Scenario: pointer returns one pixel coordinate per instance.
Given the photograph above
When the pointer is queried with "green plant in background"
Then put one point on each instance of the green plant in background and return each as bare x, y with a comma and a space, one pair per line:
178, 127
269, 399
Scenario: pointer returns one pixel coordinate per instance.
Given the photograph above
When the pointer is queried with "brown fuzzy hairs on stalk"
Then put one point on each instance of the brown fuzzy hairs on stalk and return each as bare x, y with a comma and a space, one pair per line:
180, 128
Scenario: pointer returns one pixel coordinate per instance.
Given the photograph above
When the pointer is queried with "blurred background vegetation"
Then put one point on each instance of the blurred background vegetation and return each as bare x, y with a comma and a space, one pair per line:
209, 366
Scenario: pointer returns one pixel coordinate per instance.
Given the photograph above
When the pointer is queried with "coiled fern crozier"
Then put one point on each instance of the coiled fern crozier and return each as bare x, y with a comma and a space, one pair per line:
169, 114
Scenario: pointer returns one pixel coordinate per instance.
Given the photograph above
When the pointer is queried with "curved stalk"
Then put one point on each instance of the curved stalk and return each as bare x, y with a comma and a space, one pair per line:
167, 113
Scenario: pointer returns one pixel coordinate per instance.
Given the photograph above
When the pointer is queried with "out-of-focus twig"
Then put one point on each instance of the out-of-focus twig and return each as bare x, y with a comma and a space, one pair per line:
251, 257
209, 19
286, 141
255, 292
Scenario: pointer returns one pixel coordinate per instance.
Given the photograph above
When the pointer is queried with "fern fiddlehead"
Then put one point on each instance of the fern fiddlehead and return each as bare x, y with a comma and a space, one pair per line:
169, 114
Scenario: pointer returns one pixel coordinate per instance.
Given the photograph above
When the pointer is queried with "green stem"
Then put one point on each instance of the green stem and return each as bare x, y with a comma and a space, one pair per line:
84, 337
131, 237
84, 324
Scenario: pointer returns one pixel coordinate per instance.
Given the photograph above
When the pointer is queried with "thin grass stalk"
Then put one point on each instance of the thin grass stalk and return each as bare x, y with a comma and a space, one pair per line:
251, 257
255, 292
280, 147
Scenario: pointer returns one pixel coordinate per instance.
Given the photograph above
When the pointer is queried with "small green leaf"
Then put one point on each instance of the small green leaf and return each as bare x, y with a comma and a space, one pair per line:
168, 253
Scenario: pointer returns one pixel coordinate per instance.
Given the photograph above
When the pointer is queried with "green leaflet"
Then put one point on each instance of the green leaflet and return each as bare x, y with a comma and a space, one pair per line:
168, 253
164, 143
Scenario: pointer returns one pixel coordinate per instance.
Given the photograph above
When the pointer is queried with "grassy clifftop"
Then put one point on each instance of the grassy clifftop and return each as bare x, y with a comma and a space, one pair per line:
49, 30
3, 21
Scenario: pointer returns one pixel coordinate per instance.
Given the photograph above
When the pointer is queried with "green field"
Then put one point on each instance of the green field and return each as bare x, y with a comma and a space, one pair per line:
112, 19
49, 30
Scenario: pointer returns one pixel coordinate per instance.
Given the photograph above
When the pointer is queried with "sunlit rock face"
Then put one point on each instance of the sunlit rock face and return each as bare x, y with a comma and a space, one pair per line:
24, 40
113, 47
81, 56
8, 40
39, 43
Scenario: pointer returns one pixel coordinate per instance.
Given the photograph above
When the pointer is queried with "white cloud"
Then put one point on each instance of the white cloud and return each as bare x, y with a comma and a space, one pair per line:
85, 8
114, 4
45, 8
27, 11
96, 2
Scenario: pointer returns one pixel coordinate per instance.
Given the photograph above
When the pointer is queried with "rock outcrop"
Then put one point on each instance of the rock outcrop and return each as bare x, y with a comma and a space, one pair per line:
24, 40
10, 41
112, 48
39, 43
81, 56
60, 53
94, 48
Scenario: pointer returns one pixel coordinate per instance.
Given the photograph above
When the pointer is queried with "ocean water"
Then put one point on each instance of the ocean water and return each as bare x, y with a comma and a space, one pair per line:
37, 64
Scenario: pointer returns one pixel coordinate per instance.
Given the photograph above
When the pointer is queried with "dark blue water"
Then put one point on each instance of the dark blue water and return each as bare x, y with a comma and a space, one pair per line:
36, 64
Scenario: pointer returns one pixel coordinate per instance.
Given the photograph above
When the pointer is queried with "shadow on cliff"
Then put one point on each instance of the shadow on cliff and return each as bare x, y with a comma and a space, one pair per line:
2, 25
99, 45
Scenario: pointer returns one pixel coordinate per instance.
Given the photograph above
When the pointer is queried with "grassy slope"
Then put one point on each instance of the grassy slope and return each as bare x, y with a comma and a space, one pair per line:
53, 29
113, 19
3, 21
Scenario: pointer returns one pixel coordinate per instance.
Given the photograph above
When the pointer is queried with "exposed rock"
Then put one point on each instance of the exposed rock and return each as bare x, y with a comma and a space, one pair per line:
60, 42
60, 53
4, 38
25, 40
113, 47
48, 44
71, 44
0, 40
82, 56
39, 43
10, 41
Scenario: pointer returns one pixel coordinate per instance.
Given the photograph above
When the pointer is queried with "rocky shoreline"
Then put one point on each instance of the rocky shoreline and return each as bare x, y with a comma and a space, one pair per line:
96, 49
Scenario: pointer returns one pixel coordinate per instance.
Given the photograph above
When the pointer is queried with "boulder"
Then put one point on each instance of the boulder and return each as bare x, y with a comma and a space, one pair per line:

--*--

# [EXERCISE AIM]
Considering only lines that hold the word "boulder", work out how many appear in the listing above and give that number only.

# [TASK SOLUTION]
2